Pro-incorporators want to control development. Foes fear taxes and meddling. Insults fly.

By BEN MONTGOMERY
Published April 21, 2006


RUSKIN - The people who know Ruskin, those who swap stories on boat docks and front porches, love this place.

Here, you can find a used refrigerator on the bulletin board at Grannie's on U.S. 41. The sign in the window of Castillo's Auto Body says, "Fishin' Saturday, Church on Sunday." Dogs bark at dolphins in the Ruskin Inlet.

So when they noticed development dripping down from Tampa and seeping into Ruskin, population 8,321, as it has across Florida, people here started talking about turning this town with six stoplights into a city to control the growth.

It split folks who rub shoulders at the Kash n' Karry and share pews at the Ruskin United Methodist Church.

Guests at a recent wedding shower argued about it until the maid of honor demanded they quit and open gifts.

Someone dumped a pile of newspapers in the driveway of city proponent Wade Clark. The front-page headline read: "Incorporation Foes Growing Louder."

Mariella Smith received prank calls. Anne Madden was cut off in traffic. Someone told Jim Stone he stinks.

Now that a legislative bill to make Ruskin a city has stalled - maybe died - folks are hoping they haven't already lost the small town they were trying so hard to protect.

*   *   *

Tension in Ruskin dates back a hundred years. To see where it began, wander down to Ruskin Memorial Park, which is across from the new River Bend subdivision. The tallest tombstone is in the rear.

DICKMAN

FOUNDERS AND BUILDERS

WHO DARED TO TRY THE NEW

AND BUILT RUSKIN

OUT OF A WILDERNESS

The Dickmans provided the muscle behind Ruskin.

Another founder, Dr. George Miller, supplied the idealism.

Miller settled here in 1906 with visions of an independent socialistic community built around a college, where students worked for their education. Everyone who bought land here joined the Ruskin Commongood Society.

The business-minded Dickmans soon joined Miller. They traded for 13,000 acres and set about subdividing it and advertising in newspapers.

The founding partners pitched a mix of capitalism and socialism - a split of real estate development and a communal idealism that didn't always mesh.

The college burned in 1918, Miller died the next year, and the population flat-lined.

Then Paul Dickman, son of a founder, began developing land. He drained the wetlands and burned off palmetto stumps and earned plenty of critics who said he was harming the environment.

# Listing

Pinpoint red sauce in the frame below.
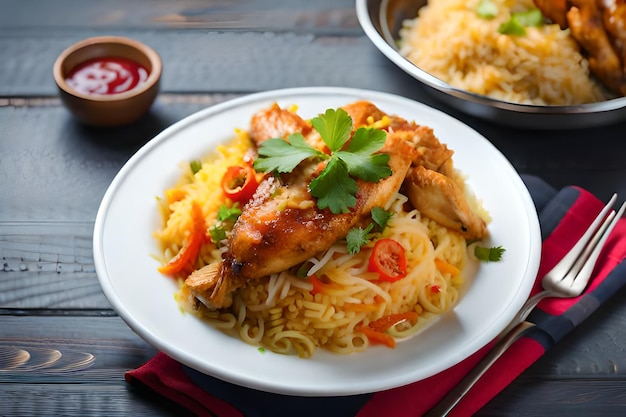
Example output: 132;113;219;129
66;57;148;95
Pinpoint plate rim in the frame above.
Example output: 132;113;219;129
93;87;541;396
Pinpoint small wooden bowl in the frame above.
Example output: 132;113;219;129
53;36;162;126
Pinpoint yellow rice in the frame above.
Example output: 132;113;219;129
400;0;611;105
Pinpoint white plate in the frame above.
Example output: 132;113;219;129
93;88;541;396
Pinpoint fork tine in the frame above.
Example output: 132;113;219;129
572;201;626;293
544;194;617;282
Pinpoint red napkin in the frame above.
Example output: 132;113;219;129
126;178;626;417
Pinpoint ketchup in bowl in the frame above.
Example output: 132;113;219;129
66;57;148;95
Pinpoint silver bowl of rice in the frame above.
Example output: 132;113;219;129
356;0;626;129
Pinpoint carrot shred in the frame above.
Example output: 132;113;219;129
368;311;418;332
435;258;461;277
158;201;205;275
356;326;396;348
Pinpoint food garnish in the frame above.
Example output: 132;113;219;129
498;8;543;36
367;239;407;282
473;245;505;262
159;201;205;275
209;204;241;246
189;160;202;175
221;164;259;204
346;207;393;255
254;109;391;214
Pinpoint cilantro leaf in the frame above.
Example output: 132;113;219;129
209;225;226;245
498;8;543;36
311;108;352;152
189;161;202;175
474;245;505;262
209;204;241;246
476;0;498;19
254;133;328;173
372;207;393;231
309;156;359;214
254;108;392;214
346;223;374;255
335;128;391;182
336;151;391;182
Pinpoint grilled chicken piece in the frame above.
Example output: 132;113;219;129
248;103;313;146
185;101;486;309
185;107;418;309
406;165;487;240
567;0;626;95
534;0;626;96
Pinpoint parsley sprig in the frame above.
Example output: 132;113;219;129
254;108;391;214
209;204;241;246
474;245;505;262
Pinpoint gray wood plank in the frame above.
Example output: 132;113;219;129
0;28;418;96
0;0;359;32
0;314;626;417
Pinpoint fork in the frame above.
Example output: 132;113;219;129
424;194;626;417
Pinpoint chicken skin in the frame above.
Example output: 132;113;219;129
185;101;486;309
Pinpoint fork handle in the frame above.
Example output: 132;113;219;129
424;321;535;417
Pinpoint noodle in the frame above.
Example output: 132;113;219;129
154;105;480;357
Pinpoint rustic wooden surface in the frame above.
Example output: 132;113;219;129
0;0;626;416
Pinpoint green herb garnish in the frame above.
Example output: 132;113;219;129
474;246;505;262
254;109;391;214
209;204;241;245
476;0;498;19
346;223;374;255
189;161;202;175
498;8;543;36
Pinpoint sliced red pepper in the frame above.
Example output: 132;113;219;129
368;239;407;282
159;201;206;275
222;165;259;204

# Exercise
Write the next several paragraphs of the Ruskin incorporation article, picking up after the sentence about Paul Dickman's critics. The items were taken from a separate source.

# Expected answer
Meanwhile, Ruskin grew. In 1960, the population was 1,894. Fifteen years later, greater Ruskin swelled to 17,000.

Over the years, the old Ruskinites say, real estate development came to overshadow community idealism. But the struggle between the two never faded.

*   *   * 

Jim Stone ticked off the casualties as he idled through the Ruskin Inlet.

Folks still talk about the Coffee Cup, which was bulldozed for a chain drugstore. Shell Point Marina? Bought by developers. Bahia Beach boatyard? Bought for homes pitched with pictures of dolphins on an Interstate 75 billboard.

The 62-year-old pointed to an empty marina. Past the rotting wood sits a 1,500-unit development called Little Harbor. It has a lot to do with why he got into this fight. He saw the Ruskin Incorporation Committee as a chance to be "part of a community," to protect a place from harm.

Nearly 10,000 housing units are planned in neighborhoods with names like Mira Lago and Bayou Pass Village, in a place that had 3,603 homes in 1999.

That's the story of the state. Last year, 150,000 acres of rural Florida were developed. That's an area about the size of Pinellas County, gone to stucco and concrete and trucked-in grass.

Stone and a group of residents formed the Ruskin Incorporation Committee in 2004 after they helped Hillsborough County chart a plan to govern growth. They wanted to go further. They spent as many as 30 hours a week for the past two years meeting, working, trying to make Ruskin a city to better control growth. They raised $15,000 in private money to help.

They fear losing their slice of American nowhere to Chili's and AutoZone and eight lanes of exhaust. They never expected the resistance they'd run into.

"This is such a unique place," Stone said as he glided back toward town. "We're 45 minutes from downtown St. Pete, 45 minutes from downtown Tampa, 20 minutes from Brandon."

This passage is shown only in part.